Goal: Collect every line in the records below that contains the word "leaf" and copy each one in full. Case counts when matching.

Coordinate labeling data:
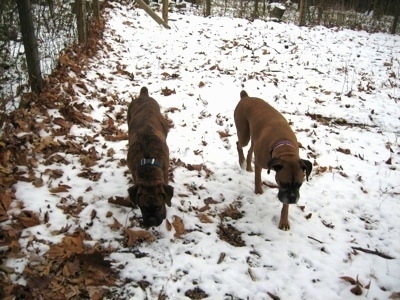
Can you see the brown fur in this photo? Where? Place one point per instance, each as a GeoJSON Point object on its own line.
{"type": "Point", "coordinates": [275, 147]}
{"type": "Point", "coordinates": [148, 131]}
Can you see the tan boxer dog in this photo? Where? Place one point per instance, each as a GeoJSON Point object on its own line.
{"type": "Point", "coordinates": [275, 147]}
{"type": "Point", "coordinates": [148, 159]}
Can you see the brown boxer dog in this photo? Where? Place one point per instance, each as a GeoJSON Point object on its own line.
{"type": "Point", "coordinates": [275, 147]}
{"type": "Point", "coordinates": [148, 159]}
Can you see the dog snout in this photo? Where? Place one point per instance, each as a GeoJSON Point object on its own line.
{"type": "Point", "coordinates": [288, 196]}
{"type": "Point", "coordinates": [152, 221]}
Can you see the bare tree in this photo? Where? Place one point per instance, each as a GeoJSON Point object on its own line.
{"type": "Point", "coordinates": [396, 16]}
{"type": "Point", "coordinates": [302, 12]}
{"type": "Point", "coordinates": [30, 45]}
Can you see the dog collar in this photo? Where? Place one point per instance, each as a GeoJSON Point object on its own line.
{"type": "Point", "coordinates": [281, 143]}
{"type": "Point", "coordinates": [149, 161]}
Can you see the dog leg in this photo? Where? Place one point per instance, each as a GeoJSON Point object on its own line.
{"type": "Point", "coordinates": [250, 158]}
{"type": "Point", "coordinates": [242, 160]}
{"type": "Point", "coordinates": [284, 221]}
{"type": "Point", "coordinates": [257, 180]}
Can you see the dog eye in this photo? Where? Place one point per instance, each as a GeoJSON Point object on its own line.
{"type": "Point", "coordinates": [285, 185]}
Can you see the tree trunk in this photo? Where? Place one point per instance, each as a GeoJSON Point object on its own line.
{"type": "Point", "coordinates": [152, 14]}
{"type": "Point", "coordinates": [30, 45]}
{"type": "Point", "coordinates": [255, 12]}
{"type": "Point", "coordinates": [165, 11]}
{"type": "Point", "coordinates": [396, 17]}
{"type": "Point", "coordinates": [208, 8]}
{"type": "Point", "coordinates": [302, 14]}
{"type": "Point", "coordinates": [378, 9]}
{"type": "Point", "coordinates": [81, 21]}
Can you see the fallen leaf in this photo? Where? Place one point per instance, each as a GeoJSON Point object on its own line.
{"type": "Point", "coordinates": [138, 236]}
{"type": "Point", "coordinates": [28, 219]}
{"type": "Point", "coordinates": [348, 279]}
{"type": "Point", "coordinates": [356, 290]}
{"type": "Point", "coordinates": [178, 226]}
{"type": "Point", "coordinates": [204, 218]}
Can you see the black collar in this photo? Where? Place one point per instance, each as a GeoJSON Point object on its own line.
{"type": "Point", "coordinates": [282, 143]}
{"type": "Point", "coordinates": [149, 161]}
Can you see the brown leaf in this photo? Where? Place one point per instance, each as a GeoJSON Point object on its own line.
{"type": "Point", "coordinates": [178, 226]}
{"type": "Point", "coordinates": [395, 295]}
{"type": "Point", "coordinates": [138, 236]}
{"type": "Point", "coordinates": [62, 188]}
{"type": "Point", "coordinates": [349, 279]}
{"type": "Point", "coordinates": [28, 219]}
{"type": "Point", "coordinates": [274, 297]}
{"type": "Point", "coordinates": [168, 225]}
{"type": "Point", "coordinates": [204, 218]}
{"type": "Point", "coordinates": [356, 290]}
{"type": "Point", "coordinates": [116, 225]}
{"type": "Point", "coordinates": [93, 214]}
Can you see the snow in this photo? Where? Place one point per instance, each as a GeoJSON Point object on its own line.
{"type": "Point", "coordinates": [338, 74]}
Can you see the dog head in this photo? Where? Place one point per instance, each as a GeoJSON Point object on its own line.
...
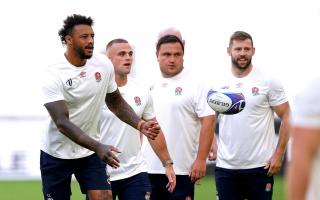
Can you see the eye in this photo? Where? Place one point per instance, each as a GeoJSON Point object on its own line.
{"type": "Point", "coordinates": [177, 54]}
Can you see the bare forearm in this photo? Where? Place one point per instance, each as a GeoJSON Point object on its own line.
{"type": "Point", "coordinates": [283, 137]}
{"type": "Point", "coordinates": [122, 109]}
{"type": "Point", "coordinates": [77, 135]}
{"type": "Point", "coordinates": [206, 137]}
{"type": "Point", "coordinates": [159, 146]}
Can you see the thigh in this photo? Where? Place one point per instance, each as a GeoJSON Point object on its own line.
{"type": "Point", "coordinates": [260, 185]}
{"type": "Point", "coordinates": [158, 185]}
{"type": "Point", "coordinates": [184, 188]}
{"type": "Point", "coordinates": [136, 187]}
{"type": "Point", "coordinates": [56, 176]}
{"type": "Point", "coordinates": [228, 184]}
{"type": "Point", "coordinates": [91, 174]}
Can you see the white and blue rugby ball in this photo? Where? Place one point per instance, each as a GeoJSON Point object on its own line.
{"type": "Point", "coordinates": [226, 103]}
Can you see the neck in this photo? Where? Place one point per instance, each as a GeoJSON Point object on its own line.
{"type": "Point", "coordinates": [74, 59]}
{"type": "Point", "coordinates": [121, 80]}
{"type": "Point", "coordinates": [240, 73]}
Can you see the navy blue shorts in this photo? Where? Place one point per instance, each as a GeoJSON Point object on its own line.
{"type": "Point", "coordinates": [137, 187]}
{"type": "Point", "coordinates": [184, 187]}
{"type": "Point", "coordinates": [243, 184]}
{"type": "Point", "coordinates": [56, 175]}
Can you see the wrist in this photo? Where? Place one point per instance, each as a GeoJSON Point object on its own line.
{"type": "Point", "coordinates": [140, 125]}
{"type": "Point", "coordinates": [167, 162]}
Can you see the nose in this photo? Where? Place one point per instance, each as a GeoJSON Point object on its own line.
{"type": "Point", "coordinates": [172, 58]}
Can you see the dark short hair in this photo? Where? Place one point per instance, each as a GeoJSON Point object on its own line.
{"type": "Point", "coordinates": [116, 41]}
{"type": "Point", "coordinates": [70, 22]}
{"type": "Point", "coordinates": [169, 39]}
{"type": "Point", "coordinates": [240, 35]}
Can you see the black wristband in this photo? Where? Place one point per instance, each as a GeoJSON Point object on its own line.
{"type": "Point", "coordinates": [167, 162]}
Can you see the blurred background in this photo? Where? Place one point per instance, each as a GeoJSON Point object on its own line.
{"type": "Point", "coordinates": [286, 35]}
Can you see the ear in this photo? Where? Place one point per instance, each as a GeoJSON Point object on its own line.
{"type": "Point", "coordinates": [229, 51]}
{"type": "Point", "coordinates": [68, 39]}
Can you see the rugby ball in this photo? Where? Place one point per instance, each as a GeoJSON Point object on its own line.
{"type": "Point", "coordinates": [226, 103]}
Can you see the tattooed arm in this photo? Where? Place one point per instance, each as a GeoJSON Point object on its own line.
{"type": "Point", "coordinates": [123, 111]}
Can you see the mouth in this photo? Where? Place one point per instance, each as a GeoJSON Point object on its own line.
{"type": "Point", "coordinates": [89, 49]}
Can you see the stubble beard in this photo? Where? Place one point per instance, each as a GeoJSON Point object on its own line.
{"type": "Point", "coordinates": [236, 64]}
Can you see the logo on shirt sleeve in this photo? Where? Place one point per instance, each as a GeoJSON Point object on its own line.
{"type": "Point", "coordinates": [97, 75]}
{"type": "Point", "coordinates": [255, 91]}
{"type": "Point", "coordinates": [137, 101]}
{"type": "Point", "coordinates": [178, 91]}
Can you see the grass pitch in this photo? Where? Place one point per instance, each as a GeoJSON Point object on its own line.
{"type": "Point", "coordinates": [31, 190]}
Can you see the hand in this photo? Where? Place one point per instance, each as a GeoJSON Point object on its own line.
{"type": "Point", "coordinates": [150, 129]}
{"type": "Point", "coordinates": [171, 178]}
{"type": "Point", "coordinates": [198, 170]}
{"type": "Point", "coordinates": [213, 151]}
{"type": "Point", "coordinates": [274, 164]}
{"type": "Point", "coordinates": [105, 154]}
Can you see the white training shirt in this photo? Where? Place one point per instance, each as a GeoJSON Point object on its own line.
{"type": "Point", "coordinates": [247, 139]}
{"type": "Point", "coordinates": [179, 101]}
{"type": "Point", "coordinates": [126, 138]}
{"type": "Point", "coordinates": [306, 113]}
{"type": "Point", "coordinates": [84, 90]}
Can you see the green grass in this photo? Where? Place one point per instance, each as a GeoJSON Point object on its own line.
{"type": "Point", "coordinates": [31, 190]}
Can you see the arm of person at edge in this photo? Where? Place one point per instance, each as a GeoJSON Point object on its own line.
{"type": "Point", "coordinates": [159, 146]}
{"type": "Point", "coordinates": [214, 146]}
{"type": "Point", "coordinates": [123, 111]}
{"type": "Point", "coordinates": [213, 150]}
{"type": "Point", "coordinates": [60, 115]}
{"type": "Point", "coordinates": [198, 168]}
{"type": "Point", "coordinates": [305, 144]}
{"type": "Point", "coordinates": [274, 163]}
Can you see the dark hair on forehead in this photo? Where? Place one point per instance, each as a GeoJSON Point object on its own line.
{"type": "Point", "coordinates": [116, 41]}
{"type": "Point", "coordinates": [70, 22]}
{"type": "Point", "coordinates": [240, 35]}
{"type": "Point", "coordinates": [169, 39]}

Solution to the exercise:
Can you see the fallen leaf in this photo? Where? Place one point per instance, each as a GeoJSON Point object on its own line.
Can you see the brown leaf in this photo? Where? Place one point per instance, each as a GeoJSON Point object on its own line.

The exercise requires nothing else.